Extracted data
● ● ● ● ●
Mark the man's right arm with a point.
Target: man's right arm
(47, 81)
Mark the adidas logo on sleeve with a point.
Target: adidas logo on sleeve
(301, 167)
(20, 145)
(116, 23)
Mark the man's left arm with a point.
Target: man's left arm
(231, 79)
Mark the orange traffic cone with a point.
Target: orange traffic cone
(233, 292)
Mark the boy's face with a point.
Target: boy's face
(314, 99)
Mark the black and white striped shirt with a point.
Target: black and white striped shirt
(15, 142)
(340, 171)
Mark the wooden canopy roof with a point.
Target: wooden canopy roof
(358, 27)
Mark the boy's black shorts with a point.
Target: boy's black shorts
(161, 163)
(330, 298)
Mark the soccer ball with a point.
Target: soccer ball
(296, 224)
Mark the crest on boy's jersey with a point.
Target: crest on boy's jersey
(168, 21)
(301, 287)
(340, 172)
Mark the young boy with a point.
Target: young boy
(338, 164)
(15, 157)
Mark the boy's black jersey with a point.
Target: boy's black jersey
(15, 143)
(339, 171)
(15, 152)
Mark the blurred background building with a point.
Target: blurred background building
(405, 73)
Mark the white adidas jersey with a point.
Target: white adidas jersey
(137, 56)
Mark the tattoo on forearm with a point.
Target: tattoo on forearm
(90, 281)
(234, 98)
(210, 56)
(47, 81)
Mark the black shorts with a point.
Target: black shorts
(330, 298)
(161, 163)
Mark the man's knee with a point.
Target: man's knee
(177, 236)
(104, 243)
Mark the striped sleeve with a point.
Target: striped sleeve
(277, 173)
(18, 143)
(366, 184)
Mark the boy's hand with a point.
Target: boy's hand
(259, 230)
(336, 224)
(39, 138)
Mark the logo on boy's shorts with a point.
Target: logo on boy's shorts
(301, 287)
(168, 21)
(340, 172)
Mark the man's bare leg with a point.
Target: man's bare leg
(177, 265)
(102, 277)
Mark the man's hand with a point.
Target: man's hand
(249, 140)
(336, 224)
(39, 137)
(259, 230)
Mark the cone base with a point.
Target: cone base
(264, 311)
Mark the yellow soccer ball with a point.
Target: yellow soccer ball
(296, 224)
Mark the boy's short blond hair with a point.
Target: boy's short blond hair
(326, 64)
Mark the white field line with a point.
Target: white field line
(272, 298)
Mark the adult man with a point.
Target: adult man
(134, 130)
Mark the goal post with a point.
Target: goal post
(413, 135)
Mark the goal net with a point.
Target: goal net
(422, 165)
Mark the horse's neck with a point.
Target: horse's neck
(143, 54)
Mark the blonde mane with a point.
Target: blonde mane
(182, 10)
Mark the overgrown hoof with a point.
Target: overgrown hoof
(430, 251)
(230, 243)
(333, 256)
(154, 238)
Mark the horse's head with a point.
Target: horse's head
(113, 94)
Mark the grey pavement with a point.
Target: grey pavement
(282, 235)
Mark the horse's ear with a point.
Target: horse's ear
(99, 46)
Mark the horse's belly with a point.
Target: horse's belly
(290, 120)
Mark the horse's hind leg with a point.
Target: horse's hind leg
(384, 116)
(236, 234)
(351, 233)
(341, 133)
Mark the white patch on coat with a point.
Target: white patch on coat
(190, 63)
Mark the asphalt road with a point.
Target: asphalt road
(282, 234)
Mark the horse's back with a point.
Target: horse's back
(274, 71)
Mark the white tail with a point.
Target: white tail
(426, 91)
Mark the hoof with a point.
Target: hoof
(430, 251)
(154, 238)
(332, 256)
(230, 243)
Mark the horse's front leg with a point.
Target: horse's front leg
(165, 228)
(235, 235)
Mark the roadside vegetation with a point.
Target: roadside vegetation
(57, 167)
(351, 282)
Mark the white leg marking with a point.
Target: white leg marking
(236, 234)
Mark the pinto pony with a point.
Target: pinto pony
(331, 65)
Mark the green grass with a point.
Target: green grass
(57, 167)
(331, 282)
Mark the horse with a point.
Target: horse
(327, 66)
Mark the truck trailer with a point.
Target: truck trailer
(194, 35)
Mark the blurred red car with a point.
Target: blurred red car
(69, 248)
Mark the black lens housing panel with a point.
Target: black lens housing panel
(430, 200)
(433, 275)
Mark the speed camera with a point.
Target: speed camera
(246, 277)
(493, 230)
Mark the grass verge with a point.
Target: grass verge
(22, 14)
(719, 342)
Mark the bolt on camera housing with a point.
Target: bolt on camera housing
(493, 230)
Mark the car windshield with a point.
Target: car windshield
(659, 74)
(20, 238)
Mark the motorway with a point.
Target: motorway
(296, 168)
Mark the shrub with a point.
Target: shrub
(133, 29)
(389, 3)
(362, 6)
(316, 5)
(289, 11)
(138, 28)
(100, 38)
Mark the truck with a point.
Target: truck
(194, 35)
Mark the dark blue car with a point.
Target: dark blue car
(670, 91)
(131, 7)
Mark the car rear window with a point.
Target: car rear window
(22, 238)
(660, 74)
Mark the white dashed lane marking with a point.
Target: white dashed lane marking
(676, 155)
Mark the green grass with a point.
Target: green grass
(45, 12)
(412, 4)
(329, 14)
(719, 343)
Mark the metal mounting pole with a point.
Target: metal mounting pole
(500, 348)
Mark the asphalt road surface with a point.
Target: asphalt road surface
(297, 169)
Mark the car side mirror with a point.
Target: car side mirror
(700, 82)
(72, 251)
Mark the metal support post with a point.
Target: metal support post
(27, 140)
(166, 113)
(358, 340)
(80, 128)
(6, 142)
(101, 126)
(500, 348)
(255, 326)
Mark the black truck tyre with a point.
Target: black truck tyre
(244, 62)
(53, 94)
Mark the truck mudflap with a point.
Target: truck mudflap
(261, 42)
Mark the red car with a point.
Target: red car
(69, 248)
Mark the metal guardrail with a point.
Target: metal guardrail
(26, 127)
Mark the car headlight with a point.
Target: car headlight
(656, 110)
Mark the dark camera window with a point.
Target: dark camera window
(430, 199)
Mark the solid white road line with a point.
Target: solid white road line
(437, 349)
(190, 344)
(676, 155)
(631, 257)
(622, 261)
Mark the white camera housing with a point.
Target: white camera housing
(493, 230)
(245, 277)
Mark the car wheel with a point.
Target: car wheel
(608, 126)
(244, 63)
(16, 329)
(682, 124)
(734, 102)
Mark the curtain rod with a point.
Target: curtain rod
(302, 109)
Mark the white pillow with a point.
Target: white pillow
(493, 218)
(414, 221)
● ● ● ● ●
Exercise prompt
Find "Mark the car headlight with a point." in the records. Copy its line and every line after it, exactly, through the last one.

Solution for this exercise
Mark the car headlight with a point.
Target: car headlight
(656, 110)
Mark the dark camera window with a point.
Target: dark camera window
(430, 199)
Mark the solid white road line with a point.
Target: solid white road line
(437, 349)
(190, 344)
(676, 155)
(631, 257)
(622, 261)
Mark the white camera housing with a point.
Target: white camera housing
(493, 230)
(245, 277)
Mark the car wheel with a point.
Target: car wheel
(608, 126)
(244, 63)
(16, 329)
(682, 124)
(734, 102)
Mark the curtain rod with a point.
Target: curtain rod
(302, 109)
Mark the white pillow with a point.
Target: white pillow
(493, 218)
(414, 221)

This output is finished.